EXERCISE BRIEF: Write out the whole passage below on nonprofit storytelling and the Minnesota Orchestra lockout, word for word, leaving out the listing that follows it.

SELECTED PASSAGE:
Organizational identity within the nonprofit sector is also shaped by stories. Unfortunately, the very makeup of the institution and the demands to prove the value, relevancy and effectiveness of its work creates the need for a simplified narrative—one that veers away from the complexity of addressing difficult, sometimes unsolvable issues toward a heroic journey that leads to proof of success. As these types of narratives have proliferated, nonprofit storytelling has become homogenized, with organizations making use of similar plotlines, structures, and conventions in order to express impact. How can we strengthen our identities if we only project a one-dimensional portrait that is controlled though a single point of view?
When management at the Minnesota Orchestra locked their musicians out over a contract dispute, each side tried to control the message. Eventually, a frustrated and angry public voice began to be heard, applying a new kind of pressure to the negotiations. Town hall meetings were held and new coalitions were formed, independent of both groups. What was once considered a world-class orchestra had letters to the editor in the major daily on a weekly basis sharing the public’s side of the story and offering unsolicited opinions and strategies to both sides. Even after they settled, during their first concert back audience members yelled back at the opening speeches, calling for the return of the Orchestra’s beloved music director and the firing of the organization’s president.

SUPPLIED MATERIAL:
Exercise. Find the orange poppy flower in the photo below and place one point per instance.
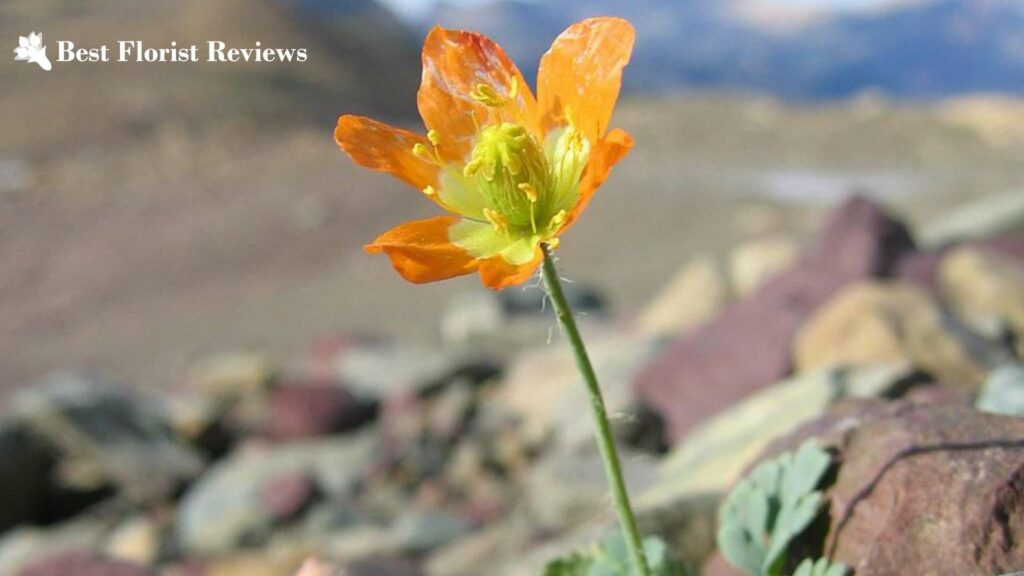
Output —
(513, 170)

COMPLETE ANSWER:
Organizational identity within the nonprofit sector is also shaped by stories. Unfortunately, the very makeup of the institution and the demands to prove the value, relevancy and effectiveness of its work creates the need for a simplified narrative—one that veers away from the complexity of addressing difficult, sometimes unsolvable issues toward a heroic journey that leads to proof of success. As these types of narratives have proliferated, nonprofit storytelling has become homogenized, with organizations making use of similar plotlines, structures, and conventions in order to express impact. How can we strengthen our identities if we only project a one-dimensional portrait that is controlled though a single point of view?
When management at the Minnesota Orchestra locked their musicians out over a contract dispute, each side tried to control the message. Eventually, a frustrated and angry public voice began to be heard, applying a new kind of pressure to the negotiations. Town hall meetings were held and new coalitions were formed, independent of both groups. What was once considered a world-class orchestra had letters to the editor in the major daily on a weekly basis sharing the public’s side of the story and offering unsolicited opinions and strategies to both sides. Even after they settled, during their first concert back audience members yelled back at the opening speeches, calling for the return of the Orchestra’s beloved music director and the firing of the organization’s president.